▸ Given information
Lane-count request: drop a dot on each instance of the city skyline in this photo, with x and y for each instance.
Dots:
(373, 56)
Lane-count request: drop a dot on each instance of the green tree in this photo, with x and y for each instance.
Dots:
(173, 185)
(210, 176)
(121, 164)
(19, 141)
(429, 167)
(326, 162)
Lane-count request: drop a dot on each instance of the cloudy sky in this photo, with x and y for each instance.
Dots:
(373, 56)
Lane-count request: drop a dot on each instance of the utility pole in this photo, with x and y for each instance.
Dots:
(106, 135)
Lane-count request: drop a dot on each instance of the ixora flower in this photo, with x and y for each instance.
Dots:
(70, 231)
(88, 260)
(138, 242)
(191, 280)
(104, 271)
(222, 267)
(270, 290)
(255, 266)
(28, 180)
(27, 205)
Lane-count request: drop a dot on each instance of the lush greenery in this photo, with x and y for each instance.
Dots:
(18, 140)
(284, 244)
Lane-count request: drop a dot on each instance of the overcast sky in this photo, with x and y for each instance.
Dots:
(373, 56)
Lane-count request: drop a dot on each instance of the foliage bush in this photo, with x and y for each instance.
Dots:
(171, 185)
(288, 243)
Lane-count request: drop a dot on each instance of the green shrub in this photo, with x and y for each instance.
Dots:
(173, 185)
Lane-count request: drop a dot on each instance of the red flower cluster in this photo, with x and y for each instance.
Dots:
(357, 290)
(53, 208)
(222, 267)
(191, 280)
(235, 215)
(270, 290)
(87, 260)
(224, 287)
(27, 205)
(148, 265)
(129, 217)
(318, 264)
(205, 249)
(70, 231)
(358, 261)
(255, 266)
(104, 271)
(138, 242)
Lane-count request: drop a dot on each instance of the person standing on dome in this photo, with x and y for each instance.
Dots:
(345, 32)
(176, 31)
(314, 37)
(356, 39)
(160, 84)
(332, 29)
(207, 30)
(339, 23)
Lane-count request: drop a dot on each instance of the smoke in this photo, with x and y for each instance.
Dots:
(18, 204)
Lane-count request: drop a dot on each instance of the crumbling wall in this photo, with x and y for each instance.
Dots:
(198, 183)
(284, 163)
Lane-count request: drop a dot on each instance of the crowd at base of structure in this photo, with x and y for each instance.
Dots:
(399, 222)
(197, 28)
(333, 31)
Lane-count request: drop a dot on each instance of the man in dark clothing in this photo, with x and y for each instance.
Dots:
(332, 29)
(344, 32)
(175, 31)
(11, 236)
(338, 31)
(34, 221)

...

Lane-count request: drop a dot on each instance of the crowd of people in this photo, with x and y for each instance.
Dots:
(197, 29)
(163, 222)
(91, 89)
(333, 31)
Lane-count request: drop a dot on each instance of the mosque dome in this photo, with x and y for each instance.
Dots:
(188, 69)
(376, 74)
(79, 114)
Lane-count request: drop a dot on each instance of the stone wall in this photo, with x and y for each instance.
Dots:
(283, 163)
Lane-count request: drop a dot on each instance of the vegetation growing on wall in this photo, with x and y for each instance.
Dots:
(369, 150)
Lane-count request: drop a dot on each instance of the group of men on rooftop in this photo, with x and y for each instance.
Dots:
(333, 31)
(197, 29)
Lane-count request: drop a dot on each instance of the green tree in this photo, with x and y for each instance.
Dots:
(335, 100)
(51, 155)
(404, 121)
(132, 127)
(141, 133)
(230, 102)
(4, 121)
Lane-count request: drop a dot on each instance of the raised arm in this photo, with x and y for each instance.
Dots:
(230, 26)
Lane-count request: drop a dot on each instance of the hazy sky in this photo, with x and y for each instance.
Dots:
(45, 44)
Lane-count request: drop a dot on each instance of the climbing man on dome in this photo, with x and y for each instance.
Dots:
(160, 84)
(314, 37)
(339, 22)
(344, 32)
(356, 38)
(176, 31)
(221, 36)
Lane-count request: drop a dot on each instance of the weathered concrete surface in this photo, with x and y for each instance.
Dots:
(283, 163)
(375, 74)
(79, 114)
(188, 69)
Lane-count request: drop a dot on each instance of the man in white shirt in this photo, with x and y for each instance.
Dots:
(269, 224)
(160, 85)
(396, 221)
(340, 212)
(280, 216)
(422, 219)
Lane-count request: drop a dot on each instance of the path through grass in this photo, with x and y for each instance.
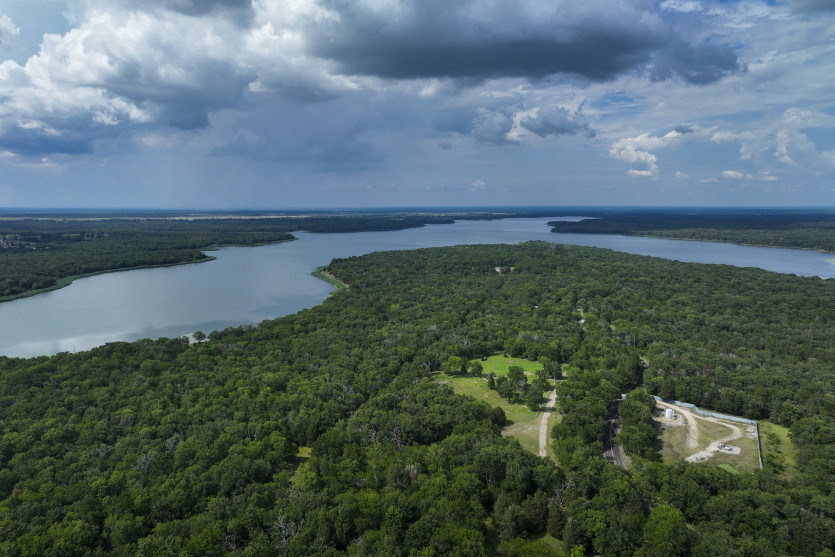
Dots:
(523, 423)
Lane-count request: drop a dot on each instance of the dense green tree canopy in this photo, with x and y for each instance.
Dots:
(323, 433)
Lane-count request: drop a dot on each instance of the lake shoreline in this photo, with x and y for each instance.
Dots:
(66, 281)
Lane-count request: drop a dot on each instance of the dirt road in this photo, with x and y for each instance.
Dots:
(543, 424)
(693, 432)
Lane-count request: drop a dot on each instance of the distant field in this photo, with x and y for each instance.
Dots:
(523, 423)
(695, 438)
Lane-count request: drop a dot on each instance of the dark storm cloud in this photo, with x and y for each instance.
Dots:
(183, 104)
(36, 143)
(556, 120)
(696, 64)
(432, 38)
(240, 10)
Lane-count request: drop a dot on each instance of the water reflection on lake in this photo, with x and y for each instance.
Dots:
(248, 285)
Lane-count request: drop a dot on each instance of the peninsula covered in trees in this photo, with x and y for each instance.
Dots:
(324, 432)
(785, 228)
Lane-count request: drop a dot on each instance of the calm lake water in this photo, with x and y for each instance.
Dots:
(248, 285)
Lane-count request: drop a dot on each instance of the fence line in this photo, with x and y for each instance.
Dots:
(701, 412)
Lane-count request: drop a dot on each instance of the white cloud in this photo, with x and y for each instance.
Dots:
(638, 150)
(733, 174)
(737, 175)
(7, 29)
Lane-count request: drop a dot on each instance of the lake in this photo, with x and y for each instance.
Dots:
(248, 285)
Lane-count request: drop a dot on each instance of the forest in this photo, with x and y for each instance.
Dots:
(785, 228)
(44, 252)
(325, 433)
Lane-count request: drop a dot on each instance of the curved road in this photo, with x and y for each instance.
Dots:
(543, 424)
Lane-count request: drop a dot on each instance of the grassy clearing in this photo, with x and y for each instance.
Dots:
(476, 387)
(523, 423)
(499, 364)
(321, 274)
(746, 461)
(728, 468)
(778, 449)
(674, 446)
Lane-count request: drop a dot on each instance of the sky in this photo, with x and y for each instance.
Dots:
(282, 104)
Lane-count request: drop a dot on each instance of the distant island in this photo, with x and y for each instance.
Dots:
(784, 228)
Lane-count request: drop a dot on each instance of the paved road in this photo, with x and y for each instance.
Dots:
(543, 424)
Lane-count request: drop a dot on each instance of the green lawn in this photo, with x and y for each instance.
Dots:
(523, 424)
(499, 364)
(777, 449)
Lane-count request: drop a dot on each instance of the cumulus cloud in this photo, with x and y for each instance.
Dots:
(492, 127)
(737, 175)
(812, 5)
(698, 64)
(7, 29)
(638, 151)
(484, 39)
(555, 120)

▸ What to work on
Extract every line of the items above that contains the word "white". Letter case must match.

▸ Response for this exercise
Lane-count request: drop a dot on each instance of the man in white shirt in this photo, with x and y for each instance.
Lane-count request: drop a dot on each instance of the white cloud in this photo, with x and y for each instance.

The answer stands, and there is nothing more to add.